The Galaxy A56 is less than six months old at this point, having debuted at the beginning of March alongside the cheaper Galaxy A36 (curr. $374.99 on Amazon). Nonetheless, early information about a potential Galaxy A56 successor emerged this spring.
To recap, GalaxyClub revealed in May that Samsung intends to release the Galaxy A57 with its in-house Exynos 1680 chipset. Now, what appears to be a prototype running that chipset has surfaced on Geekbench. For the time being, only a single OpenCL score has been listed, evidence of which we have embedded below.
In short, the listing 'Samsung Electronics Co., Ltd. Full Android on S5E8865 ERD' clearly relates to 'S5E8865', the codename for the Exynos 1680. Based on the information that can be gleaned from the listing, the Exynos 1680 has 8 CPU cores split into three clusters, just like its predecessor. We would not take too much notice of the CPU clock speeds though, given that all but Cluster 2 are way down on the Exynos 1580.
Meanwhile, the same listing also indicates that the Exynos 1680 features an Xclipse 550 GPU as GalaxyClub reported in May. At this stage, Geekbench reports that the GPU has 2 Compute Units (CUs) compared to the four found inside its predecessor. Regardless, the prototype nearly matches the Xclipse 540 when it comes to GPU performance in OpenCL. At this stage, Samsung's recent release schedules would suggest this is a prototype Galaxy A57 unit or a development board. There is no indication that an earlier expected launch is on the cards just yet, though.

[Segmentation mask data]

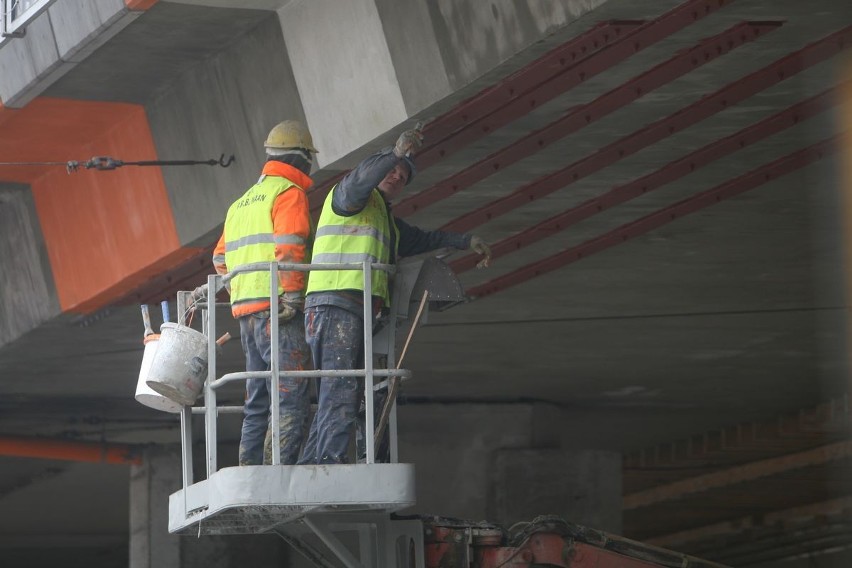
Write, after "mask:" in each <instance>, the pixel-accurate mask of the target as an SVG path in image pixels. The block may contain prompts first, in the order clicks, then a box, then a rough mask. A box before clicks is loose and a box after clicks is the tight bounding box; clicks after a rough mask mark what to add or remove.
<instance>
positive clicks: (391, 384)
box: [373, 290, 429, 447]
mask: <svg viewBox="0 0 852 568" xmlns="http://www.w3.org/2000/svg"><path fill="white" fill-rule="evenodd" d="M428 298H429V290H423V298H422V299H421V300H420V307H419V308H417V314H416V315H415V316H414V323H412V324H411V329H410V330H408V339H406V340H405V346H404V347H403V348H402V354H401V355H400V356H399V361H397V363H396V368H397V369H399V368H400V367H401V366H402V360H403V359H405V353H406V351H408V345H409V343H411V338H412V337H413V336H414V330H415V328H416V327H417V322H418V321H420V314H422V313H423V308H424V307H425V306H426V300H427V299H428ZM391 333H393V331H391ZM399 382H400V381H399V377H389V378H388V384H389V386H388V398H387V400H385V405H384V406H383V407H382V414H381V416H380V417H379V425H378V426H377V427H376V436H375V438H374V442H373V443H374V446H375V447H378V445H379V441H380V440H381V439H382V434H384V433H385V427H387V425H388V418H390V410H391V407H393V404H394V401H395V400H396V393H397V391H398V390H399Z"/></svg>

To do =>
a) According to the article on the Exynos 1680, which GPU does the chipset feature?
b) Retype the part of the article on the Exynos 1680 starting at "To recap, GalaxyClub" and ending at "have embedded below.".
Nothing in the records is needed.

Set of answers =>
a) The Exynos 1680 features an Xclipse 550 GPU.

b)
To recap, GalaxyClub revealed in May that Samsung intends to release the Galaxy A57 with its in-house Exynos 1680 chipset. Now, what appears to be a prototype running that chipset has surfaced on Geekbench. For the time being, only a single OpenCL score has been listed, evidence of which we have embedded below.